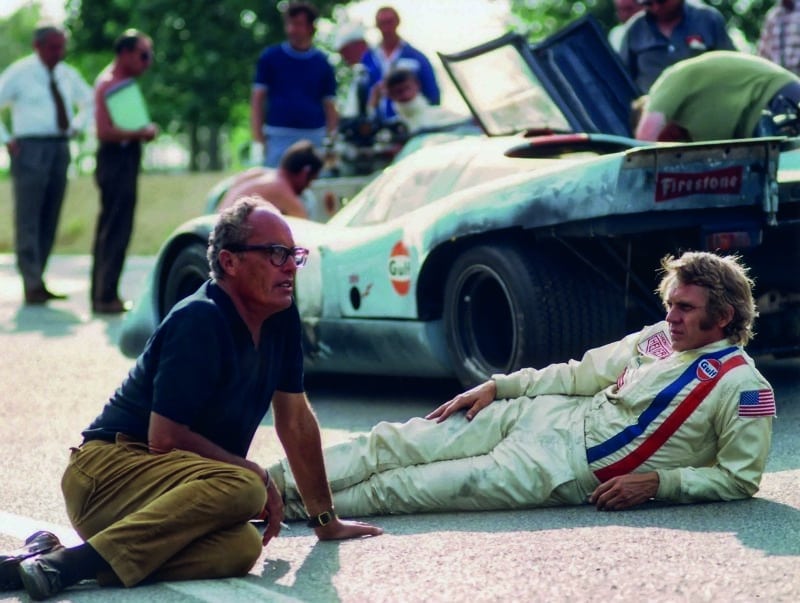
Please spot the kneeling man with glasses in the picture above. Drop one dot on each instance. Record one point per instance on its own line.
(161, 487)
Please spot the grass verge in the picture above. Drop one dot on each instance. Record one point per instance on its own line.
(165, 201)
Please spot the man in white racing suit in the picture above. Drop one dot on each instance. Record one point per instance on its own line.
(676, 412)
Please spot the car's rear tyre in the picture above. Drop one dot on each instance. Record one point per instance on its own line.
(188, 271)
(506, 308)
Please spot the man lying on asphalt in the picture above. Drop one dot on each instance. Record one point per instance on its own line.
(676, 412)
(161, 488)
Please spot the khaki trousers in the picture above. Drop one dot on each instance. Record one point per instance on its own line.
(173, 516)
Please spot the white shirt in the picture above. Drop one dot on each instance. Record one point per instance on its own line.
(25, 87)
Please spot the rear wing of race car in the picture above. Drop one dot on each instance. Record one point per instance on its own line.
(728, 174)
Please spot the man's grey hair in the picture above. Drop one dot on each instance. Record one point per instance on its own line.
(231, 229)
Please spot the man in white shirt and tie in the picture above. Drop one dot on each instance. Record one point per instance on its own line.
(43, 94)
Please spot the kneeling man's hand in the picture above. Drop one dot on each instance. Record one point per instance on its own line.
(625, 491)
(473, 400)
(340, 529)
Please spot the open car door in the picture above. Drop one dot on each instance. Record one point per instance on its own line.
(573, 81)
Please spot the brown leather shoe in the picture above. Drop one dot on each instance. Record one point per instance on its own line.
(115, 306)
(41, 295)
(36, 544)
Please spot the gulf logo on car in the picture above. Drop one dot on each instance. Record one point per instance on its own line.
(708, 369)
(400, 268)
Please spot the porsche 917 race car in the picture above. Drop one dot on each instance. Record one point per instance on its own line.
(526, 245)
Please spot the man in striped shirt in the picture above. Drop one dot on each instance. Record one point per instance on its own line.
(675, 412)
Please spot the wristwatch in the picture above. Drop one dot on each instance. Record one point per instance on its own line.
(321, 520)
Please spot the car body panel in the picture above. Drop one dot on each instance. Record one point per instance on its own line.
(373, 297)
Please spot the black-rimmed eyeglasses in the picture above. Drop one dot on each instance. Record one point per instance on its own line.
(277, 255)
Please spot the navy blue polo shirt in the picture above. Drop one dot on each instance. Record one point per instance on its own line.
(200, 369)
(646, 52)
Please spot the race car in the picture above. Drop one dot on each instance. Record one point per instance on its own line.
(523, 246)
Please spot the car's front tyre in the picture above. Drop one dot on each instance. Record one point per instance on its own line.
(507, 307)
(187, 272)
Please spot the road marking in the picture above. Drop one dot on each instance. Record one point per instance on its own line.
(226, 589)
(21, 527)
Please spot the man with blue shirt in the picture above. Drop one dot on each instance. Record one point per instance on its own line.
(294, 90)
(668, 31)
(394, 52)
(161, 487)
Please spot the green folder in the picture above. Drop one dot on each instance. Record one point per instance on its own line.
(127, 106)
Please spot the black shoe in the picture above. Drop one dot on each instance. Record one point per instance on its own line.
(35, 544)
(40, 579)
(41, 295)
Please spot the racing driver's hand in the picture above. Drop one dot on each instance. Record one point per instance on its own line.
(474, 400)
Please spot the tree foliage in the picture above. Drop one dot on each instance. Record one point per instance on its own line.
(205, 55)
(205, 50)
(16, 34)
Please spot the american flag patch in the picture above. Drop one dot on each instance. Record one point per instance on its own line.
(757, 403)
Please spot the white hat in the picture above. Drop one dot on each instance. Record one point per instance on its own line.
(348, 32)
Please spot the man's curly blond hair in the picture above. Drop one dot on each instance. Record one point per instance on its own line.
(728, 285)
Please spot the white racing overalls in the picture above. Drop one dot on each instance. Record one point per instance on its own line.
(701, 418)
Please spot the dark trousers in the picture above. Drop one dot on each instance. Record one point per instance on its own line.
(116, 175)
(39, 171)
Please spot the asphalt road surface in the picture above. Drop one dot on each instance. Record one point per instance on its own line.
(58, 364)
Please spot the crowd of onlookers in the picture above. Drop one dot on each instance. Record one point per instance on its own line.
(698, 86)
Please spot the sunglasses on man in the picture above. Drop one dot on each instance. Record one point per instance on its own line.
(277, 255)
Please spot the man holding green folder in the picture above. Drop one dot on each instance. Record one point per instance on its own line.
(123, 123)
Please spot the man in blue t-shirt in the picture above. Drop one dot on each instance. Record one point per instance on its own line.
(294, 90)
(161, 487)
(668, 31)
(394, 52)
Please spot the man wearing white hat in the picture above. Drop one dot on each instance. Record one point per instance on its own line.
(352, 46)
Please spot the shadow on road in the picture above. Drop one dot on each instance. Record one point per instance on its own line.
(50, 321)
(758, 523)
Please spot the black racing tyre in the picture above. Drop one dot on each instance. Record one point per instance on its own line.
(187, 272)
(506, 308)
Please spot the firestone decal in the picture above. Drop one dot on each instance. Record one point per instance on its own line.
(400, 269)
(727, 181)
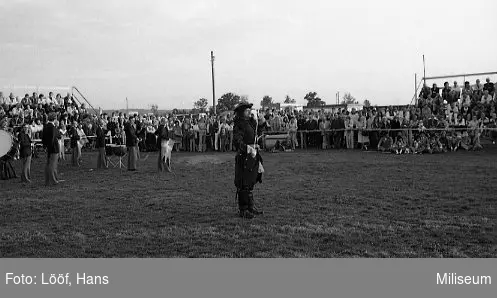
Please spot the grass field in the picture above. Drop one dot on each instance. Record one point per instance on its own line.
(317, 204)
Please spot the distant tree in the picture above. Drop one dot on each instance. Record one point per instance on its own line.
(201, 104)
(349, 99)
(267, 101)
(227, 102)
(288, 99)
(155, 109)
(313, 100)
________________________
EXERCISE DETAILS:
Each entry should be repeated exactly as it appears; the pictures stay out.

THE ANSWER:
Please spot the kneeling man with glasses in the picture above. Drop one dot on each instance. Record one point per instance on its own line.
(161, 487)
Please spot the grass verge in the picture above. Drop one dot on each instance. Record one point per instance on its own line.
(165, 201)
Please spot the man in white racing suit in the picture above. Drop one dot on each instance. Record one point per instance on its own line.
(676, 412)
Please spot the car's rear tyre in the picture above. Drop one dot on each instance. Record one point per instance on its own line.
(188, 271)
(506, 308)
Please spot the man lying on asphalt in the picture above. Drop one dot on each instance. Record one point per instance on its own line.
(676, 412)
(161, 488)
Please spot the khaki trousers in the picture above. Drop one dot on each instance. Record one point per instance on its own line.
(173, 516)
Please spot the white shirt in the picture above. Drop one dot on each instance. Record one point per instance on its own line.
(25, 87)
Please spot the rear wing of race car in the picture above. Drop one dot on each instance. Record one point per instance on its own line.
(728, 174)
Please spot the man's grey hair in the picture above. Drop one dot on each instance. Record one point per instance on its own line.
(231, 229)
Please spot the man in white shirt and tie in the picture above. Drop one dot on each instance. Record one point per instance on its own line.
(43, 94)
Please spot the kneeling man's hand in the picture above. Drop one dot on each instance. Record one point per instance on its own line.
(625, 491)
(473, 400)
(340, 529)
Please spot the open car door in the picture above. Drop one dot on each instance. Record one point per instance on its own line.
(573, 81)
Please spot the brown leather shoe in the picture above. Drop one dot on each instance. Record one point per instance on its own line.
(115, 306)
(41, 295)
(36, 544)
Please spot the gulf logo on car in the picture above. Drop one dot on each instance. Record one point per instance on its own line.
(708, 369)
(400, 268)
Please spot the porsche 917 race car in the picture above. Drop one dot on each instance. Record one point per instance on its own line.
(526, 245)
Please spot the man in striped shirt in the picture above. Drop one dot on each instance. Record one point per instance on its own line.
(675, 412)
Please spot the wristwatch in the picture above. Drop one dot on each instance. Record one point per instance on its own line.
(321, 520)
Please spot the car body panel in the picture above. Drop one dot on each instance. Record one point per instance on its own line.
(373, 297)
Please spot the black-rimmed eyeglasses in the picture above. Drop one dot on each instance. Record one point per instance on its own line.
(277, 255)
Please spot the navy blue polo shirt in the picture above. Drop one dot on each instance. Record one point per instance on its own line.
(200, 369)
(646, 52)
Please spot the race car in the picture above. Drop one dot on each instance. Record one point per instance on its own line.
(523, 246)
Please spot the car's front tyre in the picture above. Drop one dot on each instance. Record one point per instance on its own line.
(507, 307)
(187, 272)
Please spot the road marking in the picture above. Drop one dot on each instance. Record one point per instance on its own line.
(226, 589)
(21, 527)
Please spot the man with blue shirt in the picture above. Drop one dot on each instance. Record one point per instance on its own line.
(294, 90)
(668, 31)
(394, 52)
(161, 487)
Please spot the green folder in the picture above. Drop one dot on each instance. Record one point per instance on its own line.
(127, 106)
Please spot the black shoe in the picture above. Drop one dot on each instance. Record one point per instance on its own line.
(35, 544)
(40, 579)
(41, 295)
Please spot the racing driver's hand in the picture above. Drop one dot on each instance. Record one point per instance on its own line.
(474, 400)
Please spot the tree foliage in the picture above. Drop one dot on each instance. Record one point per instance on its own line.
(205, 55)
(205, 50)
(16, 34)
Please spot the american flag patch in the picture above. Drop one dot on each instance. Record one point per instance on its own line.
(757, 403)
Please spot the white hat in the picture above. Drop one dot on each instance. Record one point per instance on its own line.
(348, 32)
Please spot the man's curly blond hair in the picture above. Drop one dot on each instance. Record one point per instance on its own line.
(728, 285)
Please spot the white racing overalls in the picture above. Drop one dot on each instance. Record one point per instance on its own line.
(701, 418)
Please spot the dark trousers in the picture above. Drop one dot on each instance. Record one point per instance on its own line.
(116, 175)
(39, 171)
Please spot the asphalt road surface in the picture above. Drop one dot on each instance. Record one point per instance on its own line.
(58, 364)
Please spot the crowd of onlookers in the picture above. Drop one dot on each instance. Record one point per instance on its own line.
(698, 86)
Please spot the sunglasses on man in the picture above. Drop one dot on each instance. Record one point per instance on its own line.
(277, 255)
Please spot the man holding green folder in the picture above. Drop one dot on each instance. Record one point per instance on its own line.
(123, 123)
Please spot the man in blue t-shirt in the picture above. Drop one dot on each instance. Record one point per instance on its own line.
(294, 90)
(161, 487)
(668, 31)
(394, 52)
Please spot the man wearing white hat in the picture above. Drop one dot on each instance. Record one point per instance on its own line.
(352, 46)
Please spot the shadow on road in the picture above. Drop one dot on each instance. Record one point per instance on its own line.
(50, 321)
(758, 523)
Please spot the black racing tyre in the picture above. Drop one dot on each instance. Record one point per instance on its own line.
(187, 272)
(506, 308)
Please spot the firestone decal in the picture above. Drop one dot on each instance. Record one point per instance on its own line.
(400, 269)
(727, 181)
Please spot the grass field in the picture above. Drop one dot on each instance. Record one point per instance on its own line.
(317, 204)
Please spot the distant tree in the picture above. Drop one dot on each instance. Record one point per instance on its own line.
(201, 104)
(349, 99)
(267, 101)
(227, 102)
(288, 99)
(155, 109)
(313, 100)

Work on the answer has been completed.